*PROVIDED DATA*.
━━━━━━
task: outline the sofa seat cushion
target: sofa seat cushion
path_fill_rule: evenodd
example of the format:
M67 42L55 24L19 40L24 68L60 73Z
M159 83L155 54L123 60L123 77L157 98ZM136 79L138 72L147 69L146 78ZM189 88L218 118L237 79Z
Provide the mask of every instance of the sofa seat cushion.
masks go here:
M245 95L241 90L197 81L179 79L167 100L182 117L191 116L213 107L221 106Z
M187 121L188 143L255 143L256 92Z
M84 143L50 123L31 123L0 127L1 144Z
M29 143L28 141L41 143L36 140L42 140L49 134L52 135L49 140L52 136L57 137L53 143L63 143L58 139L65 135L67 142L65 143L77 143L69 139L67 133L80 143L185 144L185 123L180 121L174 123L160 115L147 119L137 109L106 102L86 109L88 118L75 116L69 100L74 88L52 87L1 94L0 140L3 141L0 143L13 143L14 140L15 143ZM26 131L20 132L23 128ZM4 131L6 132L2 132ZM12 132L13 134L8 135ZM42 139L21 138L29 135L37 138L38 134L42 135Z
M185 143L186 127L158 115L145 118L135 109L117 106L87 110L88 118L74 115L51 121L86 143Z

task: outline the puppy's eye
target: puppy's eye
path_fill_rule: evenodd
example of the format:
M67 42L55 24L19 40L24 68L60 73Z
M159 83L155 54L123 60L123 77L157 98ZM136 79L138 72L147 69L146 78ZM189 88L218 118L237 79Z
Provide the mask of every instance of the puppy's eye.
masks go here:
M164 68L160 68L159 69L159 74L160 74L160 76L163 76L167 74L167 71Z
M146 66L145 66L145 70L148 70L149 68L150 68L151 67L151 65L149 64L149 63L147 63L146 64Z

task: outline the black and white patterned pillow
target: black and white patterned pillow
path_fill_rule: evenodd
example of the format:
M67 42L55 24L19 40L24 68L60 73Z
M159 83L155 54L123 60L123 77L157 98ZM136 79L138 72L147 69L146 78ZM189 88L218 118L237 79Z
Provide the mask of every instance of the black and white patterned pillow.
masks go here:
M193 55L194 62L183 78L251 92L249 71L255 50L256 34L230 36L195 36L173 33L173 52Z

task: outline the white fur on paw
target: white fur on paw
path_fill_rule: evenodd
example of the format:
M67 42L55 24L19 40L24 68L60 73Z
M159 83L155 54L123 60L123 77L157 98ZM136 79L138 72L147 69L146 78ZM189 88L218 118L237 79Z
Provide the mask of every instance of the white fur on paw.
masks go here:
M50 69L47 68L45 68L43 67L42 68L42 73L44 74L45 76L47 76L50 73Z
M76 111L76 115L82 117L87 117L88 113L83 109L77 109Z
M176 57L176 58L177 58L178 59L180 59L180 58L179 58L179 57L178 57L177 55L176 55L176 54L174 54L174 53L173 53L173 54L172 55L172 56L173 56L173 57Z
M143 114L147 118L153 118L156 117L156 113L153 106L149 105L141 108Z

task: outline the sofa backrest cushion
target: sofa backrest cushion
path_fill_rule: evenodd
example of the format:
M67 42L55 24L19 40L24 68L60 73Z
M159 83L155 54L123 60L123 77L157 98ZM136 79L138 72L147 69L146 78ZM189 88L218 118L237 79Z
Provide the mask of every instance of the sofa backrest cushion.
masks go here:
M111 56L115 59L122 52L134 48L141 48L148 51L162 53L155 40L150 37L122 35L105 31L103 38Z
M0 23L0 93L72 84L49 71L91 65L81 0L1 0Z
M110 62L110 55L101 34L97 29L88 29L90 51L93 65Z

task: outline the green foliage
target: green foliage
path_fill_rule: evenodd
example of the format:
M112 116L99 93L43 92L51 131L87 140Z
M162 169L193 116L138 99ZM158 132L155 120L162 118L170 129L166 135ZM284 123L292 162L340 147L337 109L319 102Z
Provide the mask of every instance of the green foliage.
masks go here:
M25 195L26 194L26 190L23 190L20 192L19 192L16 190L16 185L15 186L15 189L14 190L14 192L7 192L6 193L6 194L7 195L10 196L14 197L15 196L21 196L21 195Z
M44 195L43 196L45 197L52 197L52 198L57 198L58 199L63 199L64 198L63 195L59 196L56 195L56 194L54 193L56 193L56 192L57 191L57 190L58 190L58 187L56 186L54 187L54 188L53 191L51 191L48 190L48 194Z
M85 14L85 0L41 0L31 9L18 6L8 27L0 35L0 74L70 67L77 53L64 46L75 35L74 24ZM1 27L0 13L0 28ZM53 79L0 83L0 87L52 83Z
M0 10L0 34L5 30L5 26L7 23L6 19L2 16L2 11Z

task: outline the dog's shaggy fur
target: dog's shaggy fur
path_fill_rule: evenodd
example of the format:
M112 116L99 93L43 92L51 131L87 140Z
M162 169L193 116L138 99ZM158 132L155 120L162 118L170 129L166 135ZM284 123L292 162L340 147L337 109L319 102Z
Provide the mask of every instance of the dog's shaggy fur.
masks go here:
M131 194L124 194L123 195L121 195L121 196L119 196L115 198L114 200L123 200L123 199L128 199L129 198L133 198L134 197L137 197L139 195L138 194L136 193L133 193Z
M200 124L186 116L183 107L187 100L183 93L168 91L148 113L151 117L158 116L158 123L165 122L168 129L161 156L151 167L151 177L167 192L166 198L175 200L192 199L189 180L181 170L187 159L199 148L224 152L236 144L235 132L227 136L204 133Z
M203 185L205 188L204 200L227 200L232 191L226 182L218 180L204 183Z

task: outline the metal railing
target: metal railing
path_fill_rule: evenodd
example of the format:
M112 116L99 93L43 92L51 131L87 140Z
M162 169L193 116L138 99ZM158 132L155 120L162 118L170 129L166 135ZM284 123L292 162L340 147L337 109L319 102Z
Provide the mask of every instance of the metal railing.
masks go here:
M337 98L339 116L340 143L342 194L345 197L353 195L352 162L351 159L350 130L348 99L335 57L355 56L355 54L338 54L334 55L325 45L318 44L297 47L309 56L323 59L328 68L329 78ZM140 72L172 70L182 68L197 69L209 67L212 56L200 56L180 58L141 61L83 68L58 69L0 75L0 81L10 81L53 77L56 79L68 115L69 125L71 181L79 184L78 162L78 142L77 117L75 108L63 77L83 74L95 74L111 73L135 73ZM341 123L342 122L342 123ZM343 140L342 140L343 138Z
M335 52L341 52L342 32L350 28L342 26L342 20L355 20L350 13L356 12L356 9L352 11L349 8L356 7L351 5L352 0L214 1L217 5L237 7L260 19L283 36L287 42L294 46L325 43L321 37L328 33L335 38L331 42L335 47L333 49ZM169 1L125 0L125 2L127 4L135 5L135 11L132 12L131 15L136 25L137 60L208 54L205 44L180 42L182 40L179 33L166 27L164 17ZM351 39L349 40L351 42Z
━━━━━━
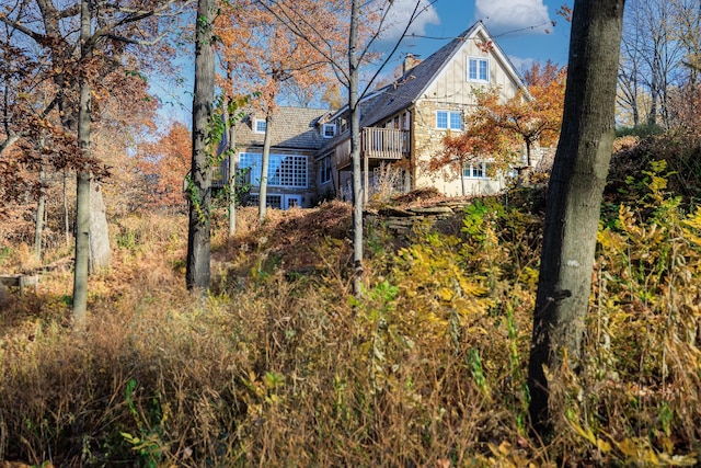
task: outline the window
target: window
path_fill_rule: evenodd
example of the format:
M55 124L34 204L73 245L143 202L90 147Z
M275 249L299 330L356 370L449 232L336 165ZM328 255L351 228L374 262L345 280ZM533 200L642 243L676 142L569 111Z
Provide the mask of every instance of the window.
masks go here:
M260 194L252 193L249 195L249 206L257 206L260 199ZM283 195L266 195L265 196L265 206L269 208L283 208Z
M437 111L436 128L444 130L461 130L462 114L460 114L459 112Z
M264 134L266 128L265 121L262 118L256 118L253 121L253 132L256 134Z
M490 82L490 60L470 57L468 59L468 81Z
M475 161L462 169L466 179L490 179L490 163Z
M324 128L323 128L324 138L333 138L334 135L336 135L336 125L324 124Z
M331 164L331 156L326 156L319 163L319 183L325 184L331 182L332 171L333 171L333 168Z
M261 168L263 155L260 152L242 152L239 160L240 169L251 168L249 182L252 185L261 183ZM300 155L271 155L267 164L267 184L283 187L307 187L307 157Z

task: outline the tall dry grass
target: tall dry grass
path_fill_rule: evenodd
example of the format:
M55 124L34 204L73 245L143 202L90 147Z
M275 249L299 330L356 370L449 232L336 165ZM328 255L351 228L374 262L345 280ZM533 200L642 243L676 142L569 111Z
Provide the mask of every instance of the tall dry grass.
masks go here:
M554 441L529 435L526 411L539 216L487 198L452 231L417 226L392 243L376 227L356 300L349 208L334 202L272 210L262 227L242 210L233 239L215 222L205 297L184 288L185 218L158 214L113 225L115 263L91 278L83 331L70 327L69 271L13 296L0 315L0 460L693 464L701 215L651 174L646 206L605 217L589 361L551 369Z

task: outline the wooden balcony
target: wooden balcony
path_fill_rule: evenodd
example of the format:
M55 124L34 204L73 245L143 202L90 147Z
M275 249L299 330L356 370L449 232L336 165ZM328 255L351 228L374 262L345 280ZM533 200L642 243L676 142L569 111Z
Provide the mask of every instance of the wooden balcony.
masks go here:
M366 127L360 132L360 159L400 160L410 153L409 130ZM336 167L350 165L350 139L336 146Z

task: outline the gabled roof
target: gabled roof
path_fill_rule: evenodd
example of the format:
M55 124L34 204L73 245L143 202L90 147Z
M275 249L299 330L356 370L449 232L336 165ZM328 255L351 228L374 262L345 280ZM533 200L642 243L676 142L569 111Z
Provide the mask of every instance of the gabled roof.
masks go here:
━━━━━━
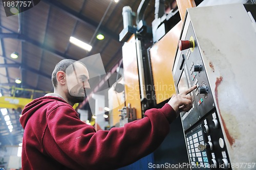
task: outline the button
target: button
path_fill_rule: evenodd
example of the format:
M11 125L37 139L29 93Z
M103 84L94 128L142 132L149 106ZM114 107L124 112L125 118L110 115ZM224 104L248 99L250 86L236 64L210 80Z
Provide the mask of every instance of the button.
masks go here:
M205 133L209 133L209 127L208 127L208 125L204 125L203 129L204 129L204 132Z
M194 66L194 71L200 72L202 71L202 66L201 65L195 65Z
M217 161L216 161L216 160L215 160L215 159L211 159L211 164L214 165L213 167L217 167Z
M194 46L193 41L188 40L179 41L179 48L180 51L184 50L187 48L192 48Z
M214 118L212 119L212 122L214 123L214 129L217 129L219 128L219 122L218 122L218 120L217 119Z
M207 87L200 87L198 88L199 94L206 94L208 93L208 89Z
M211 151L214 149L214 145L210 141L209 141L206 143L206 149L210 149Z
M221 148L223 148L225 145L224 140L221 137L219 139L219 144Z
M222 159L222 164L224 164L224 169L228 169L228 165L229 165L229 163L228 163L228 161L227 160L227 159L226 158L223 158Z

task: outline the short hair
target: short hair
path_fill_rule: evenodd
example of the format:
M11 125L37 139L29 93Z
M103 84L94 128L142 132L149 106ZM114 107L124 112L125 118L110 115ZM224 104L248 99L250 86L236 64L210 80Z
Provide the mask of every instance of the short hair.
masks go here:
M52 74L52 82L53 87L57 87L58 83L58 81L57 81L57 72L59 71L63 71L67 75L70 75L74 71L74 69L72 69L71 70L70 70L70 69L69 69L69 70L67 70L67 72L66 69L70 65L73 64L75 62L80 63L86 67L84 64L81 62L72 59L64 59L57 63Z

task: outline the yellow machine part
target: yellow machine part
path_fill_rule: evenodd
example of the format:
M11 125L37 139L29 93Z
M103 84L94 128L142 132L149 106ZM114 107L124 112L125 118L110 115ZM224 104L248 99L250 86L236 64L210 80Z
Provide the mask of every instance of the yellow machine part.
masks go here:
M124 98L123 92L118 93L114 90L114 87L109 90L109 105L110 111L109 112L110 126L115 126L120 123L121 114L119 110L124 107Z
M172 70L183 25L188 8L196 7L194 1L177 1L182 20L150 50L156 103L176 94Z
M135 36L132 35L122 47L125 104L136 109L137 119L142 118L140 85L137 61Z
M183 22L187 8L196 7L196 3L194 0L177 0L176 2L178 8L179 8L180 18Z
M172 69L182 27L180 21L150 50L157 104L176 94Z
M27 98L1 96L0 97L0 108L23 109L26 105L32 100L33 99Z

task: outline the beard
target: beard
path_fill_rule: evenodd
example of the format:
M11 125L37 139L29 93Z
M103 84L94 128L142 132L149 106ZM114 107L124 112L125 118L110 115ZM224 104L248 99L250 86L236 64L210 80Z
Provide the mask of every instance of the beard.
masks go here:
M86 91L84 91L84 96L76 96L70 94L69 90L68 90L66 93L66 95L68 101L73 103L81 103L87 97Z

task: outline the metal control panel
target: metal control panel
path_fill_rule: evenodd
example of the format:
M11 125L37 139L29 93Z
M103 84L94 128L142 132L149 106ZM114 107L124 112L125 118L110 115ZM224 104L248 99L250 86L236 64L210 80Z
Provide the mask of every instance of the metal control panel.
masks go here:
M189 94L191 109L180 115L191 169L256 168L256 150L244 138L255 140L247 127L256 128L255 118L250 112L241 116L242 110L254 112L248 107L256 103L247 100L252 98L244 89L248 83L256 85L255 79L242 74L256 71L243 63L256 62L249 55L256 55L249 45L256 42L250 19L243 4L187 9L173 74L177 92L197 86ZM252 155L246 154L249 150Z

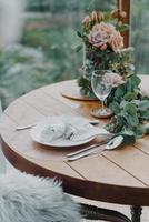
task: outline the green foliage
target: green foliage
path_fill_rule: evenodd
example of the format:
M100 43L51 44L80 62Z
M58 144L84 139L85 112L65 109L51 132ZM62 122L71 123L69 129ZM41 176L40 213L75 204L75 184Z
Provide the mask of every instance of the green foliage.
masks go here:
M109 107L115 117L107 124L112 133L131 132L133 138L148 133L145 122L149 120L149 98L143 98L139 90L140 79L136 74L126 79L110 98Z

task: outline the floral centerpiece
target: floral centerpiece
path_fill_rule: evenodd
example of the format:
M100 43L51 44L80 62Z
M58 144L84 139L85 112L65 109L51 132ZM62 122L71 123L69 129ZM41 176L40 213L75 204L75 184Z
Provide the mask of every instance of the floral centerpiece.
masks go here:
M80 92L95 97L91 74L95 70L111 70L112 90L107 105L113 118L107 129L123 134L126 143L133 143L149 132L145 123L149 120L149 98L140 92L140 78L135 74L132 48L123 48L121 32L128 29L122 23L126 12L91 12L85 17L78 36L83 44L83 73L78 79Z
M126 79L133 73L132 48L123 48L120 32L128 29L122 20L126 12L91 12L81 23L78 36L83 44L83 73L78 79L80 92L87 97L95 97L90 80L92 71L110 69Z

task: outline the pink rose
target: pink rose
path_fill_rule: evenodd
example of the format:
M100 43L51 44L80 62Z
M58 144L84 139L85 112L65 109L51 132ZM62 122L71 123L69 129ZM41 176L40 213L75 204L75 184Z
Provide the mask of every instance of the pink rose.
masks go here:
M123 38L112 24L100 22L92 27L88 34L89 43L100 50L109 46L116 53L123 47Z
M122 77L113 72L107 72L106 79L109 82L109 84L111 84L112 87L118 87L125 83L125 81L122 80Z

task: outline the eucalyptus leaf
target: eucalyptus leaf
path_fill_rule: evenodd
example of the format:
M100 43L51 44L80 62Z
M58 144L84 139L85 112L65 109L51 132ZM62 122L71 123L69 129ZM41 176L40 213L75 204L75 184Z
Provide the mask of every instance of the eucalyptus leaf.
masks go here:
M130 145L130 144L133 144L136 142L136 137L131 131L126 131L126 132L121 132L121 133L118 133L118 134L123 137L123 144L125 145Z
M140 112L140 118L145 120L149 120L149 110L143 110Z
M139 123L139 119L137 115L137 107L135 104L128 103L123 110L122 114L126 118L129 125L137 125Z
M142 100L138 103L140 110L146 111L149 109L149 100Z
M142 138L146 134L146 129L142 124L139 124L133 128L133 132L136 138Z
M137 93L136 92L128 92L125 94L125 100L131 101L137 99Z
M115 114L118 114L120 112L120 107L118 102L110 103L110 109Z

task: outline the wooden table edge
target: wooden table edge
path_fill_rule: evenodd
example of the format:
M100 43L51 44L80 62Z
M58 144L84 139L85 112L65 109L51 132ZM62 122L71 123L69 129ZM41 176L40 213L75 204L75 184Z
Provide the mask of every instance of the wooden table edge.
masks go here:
━━━━━━
*WHAT IS NEEDED*. Copy the material from the line with "task: outline the white fur on paw" up to and including the line with "M110 62L110 55L101", changing "sofa backrest cushion" to "couch back cushion" wherever it appears and leaving everything else as it is.

*FINISHED TASK*.
task: outline the white fur on paw
target: white fur on paw
path_fill_rule: evenodd
example of the format:
M67 42L55 24L19 40L24 68L60 73Z
M159 83L155 54L123 60L123 77L157 98ZM136 79L138 72L147 69L146 78ZM189 88L218 118L237 79Z
Provide the mask of every instance of the white fur on paw.
masks go here:
M50 69L47 68L45 68L43 67L42 68L42 73L44 74L45 76L47 76L50 73Z
M76 111L76 115L82 117L87 117L88 113L83 109L77 109Z
M176 57L176 58L177 58L178 59L180 59L180 58L179 58L179 57L178 57L177 55L176 55L176 54L174 54L174 53L173 53L173 54L172 55L172 56L173 56L173 57Z
M143 114L147 118L153 118L156 117L156 113L153 106L149 105L141 108Z

task: outline the couch back cushion
target: couch back cushion
path_fill_rule: evenodd
example of the format:
M67 42L55 24L19 40L24 68L60 73Z
M159 83L155 54L123 60L123 77L157 98ZM136 79L138 72L147 69L146 78ZM189 88L218 118L237 79Z
Provide the mask of every instance of the couch back cushion.
masks go here:
M111 56L115 59L122 52L134 48L141 48L148 51L162 53L155 40L150 37L122 35L105 31L103 38Z
M0 23L0 93L72 84L49 71L91 65L81 0L1 0Z
M110 62L110 55L101 34L97 29L88 29L90 51L93 65Z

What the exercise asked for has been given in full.